__WRITTEN INSTRUCTION__
Quote the records beneath, complete and exact. Leave out images.

__INPUT__
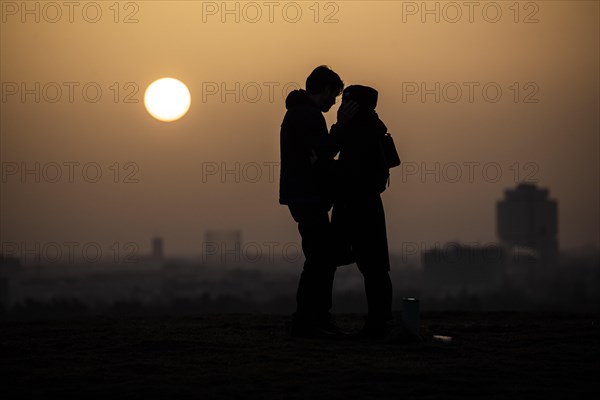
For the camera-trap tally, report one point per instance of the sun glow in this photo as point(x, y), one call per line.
point(167, 99)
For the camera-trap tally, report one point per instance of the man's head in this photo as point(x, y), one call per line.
point(324, 85)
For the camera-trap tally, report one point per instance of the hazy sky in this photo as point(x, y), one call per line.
point(528, 109)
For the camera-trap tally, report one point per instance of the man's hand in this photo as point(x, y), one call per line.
point(347, 111)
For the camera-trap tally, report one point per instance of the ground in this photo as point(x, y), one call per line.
point(491, 355)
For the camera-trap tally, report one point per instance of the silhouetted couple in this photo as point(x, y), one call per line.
point(312, 182)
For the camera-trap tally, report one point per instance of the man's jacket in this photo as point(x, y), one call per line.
point(306, 150)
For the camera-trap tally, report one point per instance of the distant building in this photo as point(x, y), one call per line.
point(456, 266)
point(157, 248)
point(528, 218)
point(222, 248)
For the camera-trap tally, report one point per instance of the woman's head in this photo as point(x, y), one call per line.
point(365, 96)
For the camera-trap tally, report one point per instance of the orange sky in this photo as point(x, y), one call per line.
point(554, 139)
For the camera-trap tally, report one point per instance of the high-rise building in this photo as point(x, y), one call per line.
point(222, 248)
point(528, 217)
point(157, 248)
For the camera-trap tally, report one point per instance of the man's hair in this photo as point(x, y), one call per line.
point(322, 78)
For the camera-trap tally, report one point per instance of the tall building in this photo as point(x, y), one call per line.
point(222, 248)
point(157, 248)
point(528, 217)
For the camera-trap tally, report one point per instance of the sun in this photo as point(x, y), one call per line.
point(167, 99)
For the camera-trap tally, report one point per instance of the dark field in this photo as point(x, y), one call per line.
point(492, 355)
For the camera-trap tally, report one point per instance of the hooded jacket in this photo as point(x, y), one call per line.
point(306, 152)
point(363, 171)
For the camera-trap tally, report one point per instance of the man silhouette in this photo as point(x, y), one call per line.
point(307, 151)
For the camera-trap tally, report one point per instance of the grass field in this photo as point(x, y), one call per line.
point(241, 356)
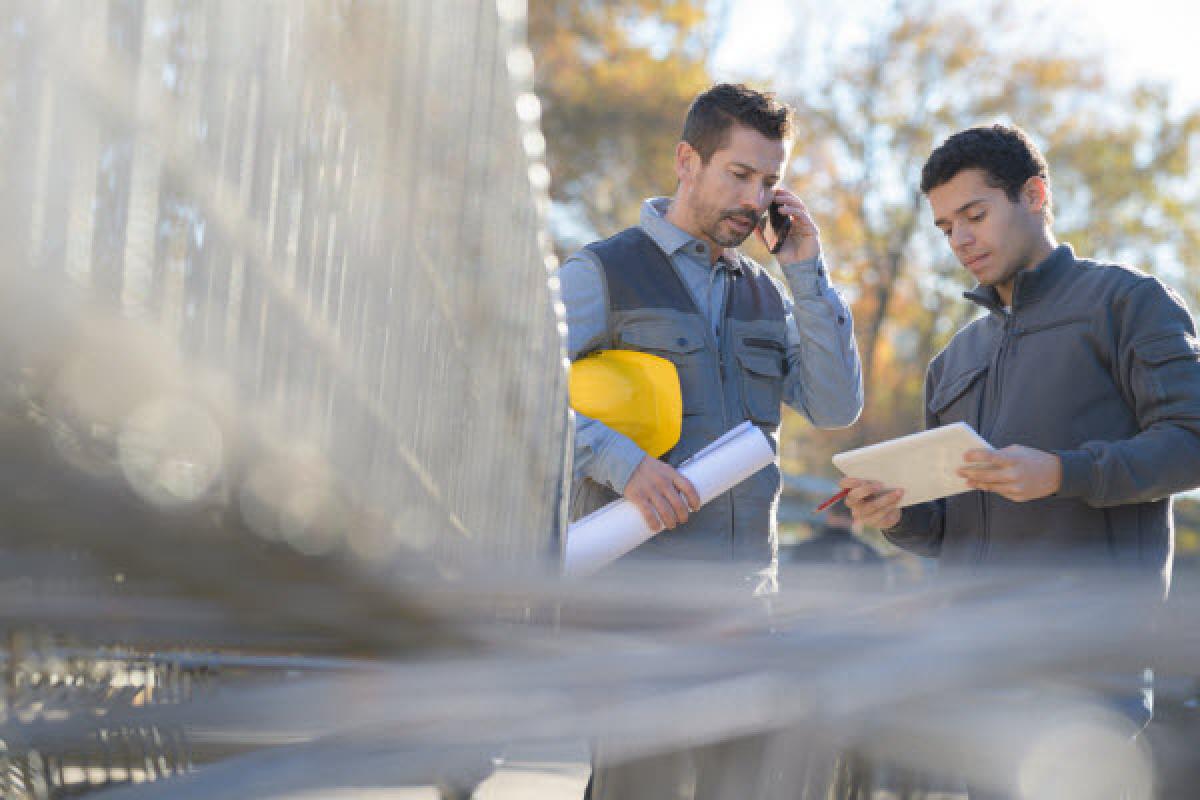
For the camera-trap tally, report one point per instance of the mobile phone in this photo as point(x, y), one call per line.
point(775, 227)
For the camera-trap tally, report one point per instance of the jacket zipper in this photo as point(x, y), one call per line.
point(987, 425)
point(723, 340)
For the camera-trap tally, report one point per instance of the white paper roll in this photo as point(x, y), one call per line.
point(611, 531)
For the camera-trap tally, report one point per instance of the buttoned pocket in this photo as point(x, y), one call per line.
point(762, 386)
point(681, 346)
point(957, 400)
point(1169, 367)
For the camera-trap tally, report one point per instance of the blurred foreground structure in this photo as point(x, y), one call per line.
point(276, 334)
point(282, 410)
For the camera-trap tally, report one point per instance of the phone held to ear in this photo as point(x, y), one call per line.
point(775, 227)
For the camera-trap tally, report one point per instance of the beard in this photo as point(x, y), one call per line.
point(725, 238)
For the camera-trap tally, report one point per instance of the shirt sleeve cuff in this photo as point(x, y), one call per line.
point(1077, 469)
point(621, 458)
point(808, 278)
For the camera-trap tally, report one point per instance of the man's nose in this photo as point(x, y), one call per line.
point(756, 199)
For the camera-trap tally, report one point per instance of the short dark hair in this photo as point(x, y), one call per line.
point(714, 112)
point(1006, 155)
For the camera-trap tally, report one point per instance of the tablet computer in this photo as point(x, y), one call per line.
point(923, 464)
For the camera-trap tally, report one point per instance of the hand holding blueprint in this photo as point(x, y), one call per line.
point(923, 464)
point(611, 531)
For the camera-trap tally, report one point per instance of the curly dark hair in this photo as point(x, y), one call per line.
point(714, 112)
point(1005, 154)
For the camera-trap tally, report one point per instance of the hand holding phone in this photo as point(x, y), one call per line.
point(787, 229)
point(775, 227)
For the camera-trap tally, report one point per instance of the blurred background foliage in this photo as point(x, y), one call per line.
point(616, 77)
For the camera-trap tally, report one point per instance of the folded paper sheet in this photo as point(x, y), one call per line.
point(611, 531)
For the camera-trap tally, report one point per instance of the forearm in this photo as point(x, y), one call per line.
point(1156, 463)
point(825, 377)
point(604, 455)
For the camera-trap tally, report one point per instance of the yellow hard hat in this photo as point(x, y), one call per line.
point(634, 392)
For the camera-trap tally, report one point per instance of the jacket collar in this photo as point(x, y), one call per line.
point(1030, 284)
point(671, 240)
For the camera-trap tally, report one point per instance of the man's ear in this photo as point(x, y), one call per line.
point(1036, 193)
point(687, 162)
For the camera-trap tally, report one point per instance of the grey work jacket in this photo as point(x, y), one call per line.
point(1097, 364)
point(726, 378)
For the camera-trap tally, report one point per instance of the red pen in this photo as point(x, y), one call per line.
point(833, 499)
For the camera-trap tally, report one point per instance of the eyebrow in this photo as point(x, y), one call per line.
point(751, 168)
point(959, 210)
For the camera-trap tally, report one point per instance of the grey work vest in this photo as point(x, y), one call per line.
point(733, 376)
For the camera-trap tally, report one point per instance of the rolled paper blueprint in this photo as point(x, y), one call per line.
point(611, 531)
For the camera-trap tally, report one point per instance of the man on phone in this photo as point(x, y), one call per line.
point(675, 286)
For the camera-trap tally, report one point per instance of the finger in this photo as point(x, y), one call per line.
point(678, 505)
point(879, 504)
point(689, 492)
point(663, 507)
point(865, 491)
point(648, 513)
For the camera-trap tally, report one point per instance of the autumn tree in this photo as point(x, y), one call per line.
point(615, 78)
point(868, 116)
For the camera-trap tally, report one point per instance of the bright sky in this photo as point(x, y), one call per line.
point(1141, 38)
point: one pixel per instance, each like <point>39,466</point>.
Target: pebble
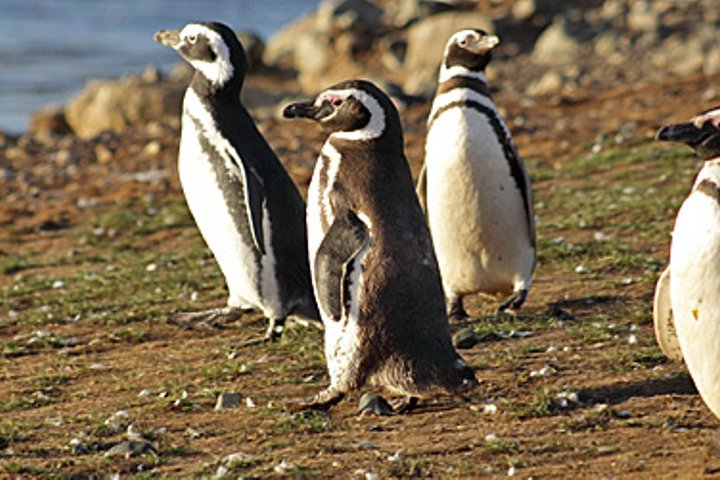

__REPLY__
For the camera-trap tally, report one point per instance of the sun glow in this photo as point(x, y), one call per line.
point(167, 99)
For the camera-trap tally, report one point per instance of the man's head in this photo as point(x, y), one call per line.
point(324, 85)
For the camera-trap tally, report one point per instance of the hazy sky in this photo as point(x, y), one call per line.
point(528, 109)
For the camera-trap tally, report one point per instance of the man's hand in this photo as point(x, y), one call per line.
point(347, 111)
For the camera-trap tally, report one point per instance of the ground in this photo as point(x, y), one call per line.
point(491, 355)
For the camera-trap tally, report one point per instance of the silhouetted couple in this photo as point(x, y), one call per line.
point(312, 182)
For the camera-trap tally, report one point per instance of the man's jacket in this photo as point(x, y), one call per line.
point(306, 150)
For the camera-trap tally, report one point per instance of the distant building in this photo as point(x, y), one call per line.
point(456, 266)
point(157, 248)
point(528, 218)
point(222, 248)
For the camera-trap tally, report one point per instance of the woman's head in this photo as point(x, y), one call per line.
point(365, 96)
For the camera-trap tally, report one point per instance of the orange sky in this photo as point(x, y), one call per line.
point(554, 139)
For the camera-trap tally, report one point per instance of the high-rise building in this photo as point(x, y), one call per line.
point(222, 248)
point(528, 217)
point(157, 248)
For the camera-trap tally, report one point per instance of the man's hair in this photo as point(x, y), one call per line.
point(322, 78)
For the camera-trap tally, report one point per instance of the tall building in this photo as point(x, y), one call per line.
point(222, 248)
point(157, 248)
point(528, 217)
For the camera-trap tally, report one point per instance of the sun in this photo as point(x, y), one call per line.
point(167, 99)
For the camera-trap tally, report one point per instance of the dark field in this photo as point(x, y), one call per line.
point(492, 355)
For the camera-trap tally, report one point per instance of the hooded jacket in this photo as point(x, y), one call per line.
point(306, 152)
point(363, 171)
For the camera-trap tally, report one point per instance of the man silhouette in this photo as point(x, y), one call per line.
point(307, 151)
For the camera-trap tally, report one point per instance of the grass field in this photo as point(x, y), one call per line.
point(241, 356)
For the camera-trap tally, report one point per instance of the mobile phone in this photo as point(x, y), one call per line.
point(775, 227)
For the camera-trap tally, report one point per instance of the jacket zipper in this photo as point(x, y), one call per line.
point(987, 425)
point(723, 340)
For the camera-trap tally, report one point per instance of the white paper roll in this photo as point(x, y), one call per line.
point(611, 531)
For the camera-trap tally, report one point per instance of the buttoned pocket in this photo as point(x, y), one call per line.
point(762, 386)
point(681, 346)
point(957, 400)
point(1169, 367)
For the camera-trap tally, report one point per instance of the blurred foreground structure in this photo as point(x, y), one call per line.
point(276, 334)
point(282, 410)
For the camera-trap tally, report one point per instance of the phone held to ear in this photo as point(x, y), one call per line.
point(775, 227)
For the camera-trap tally, report one point per instance of the beard in this photo as point(x, y), one call per line.
point(725, 238)
For the camera-trap tally, report one point per instance of the shirt sleeve cuff in this photo as point(x, y), one call per line.
point(1077, 469)
point(621, 458)
point(808, 278)
For the camera-trap tally, report one point per instance of the man's nose in this photo as point(x, y), one call per line.
point(756, 199)
For the camera-trap tally, report one point per instance of the short dark hair in this photo as point(x, y), one call per line.
point(714, 112)
point(1006, 155)
For the camera-trap tally, report one point per instance of the tablet computer in this photo as point(x, y), one call per line.
point(923, 464)
For the camera-trap tally, report one point per instance of the hand holding blueprint in this photo as point(x, y), one call per line.
point(923, 464)
point(611, 531)
For the camera-trap tally, report one point per instance of the curly dark hair in this photo as point(x, y), one call per line.
point(714, 112)
point(1005, 154)
For the camera-trap tally, report one point per instance of the hand holding phone in this photo as point(x, y), one call per line.
point(787, 229)
point(775, 227)
For the camera-trap tally, report one point per instance of the blurred background foliage in this photo as point(x, y), one call per line.
point(616, 77)
For the camera-trap tally, report one point per instance of the folded paper sheet in this photo as point(x, y), one call per line.
point(611, 531)
For the camera-trap tally, report one point per instance of the forearm in this photo as point(x, y), one call per line.
point(1156, 463)
point(825, 377)
point(604, 455)
For the camera-trap tally, report one point per instance of the yellow hard hat in this photo as point(x, y), one call per line.
point(634, 392)
For the camera-trap tally, report one point per instance of the jacket collar in this photo as point(x, y), one call per line.
point(1030, 284)
point(671, 240)
For the camera-trap tally, report one point per instance of the man's ear in this photo as point(x, y), one call per line.
point(1036, 193)
point(687, 162)
For the camera-trap tally, report one point per instance of the grey work jacket in this photo as point(x, y), one call per line.
point(1097, 364)
point(726, 378)
For the camera-trap tally, report one point per instance of the red pen in this photo as point(x, y), one call per line.
point(833, 499)
For the camera-trap tally, report one point per instance of the eyebrow in this photo as point(x, y), one call per line.
point(751, 168)
point(959, 210)
For the camera-trap tally, report one point per instance of the grey work vest in this photo as point(x, y), one call per line.
point(733, 376)
For the camera-trap tally, report one point per instance of the rolled paper blueprint in this photo as point(x, y), one call per line.
point(611, 531)
For the camera-trap tally, report one point per instance of the man on phone in this photo as point(x, y), one call per line.
point(675, 286)
For the camera-trap tally, report one point per instance of the finger in this photo as point(x, y), one call per line.
point(678, 505)
point(879, 504)
point(689, 492)
point(663, 507)
point(865, 491)
point(648, 513)
For the camera-trap tally, report one point per instance of the autumn tree in this photo as point(x, y), one call per line.
point(615, 78)
point(868, 116)
For the camera-trap tally, report one point per instance of the bright sky in this photo as point(x, y), one call per line.
point(1141, 38)
point: one pixel per instance, each like <point>39,466</point>.
Target: pebble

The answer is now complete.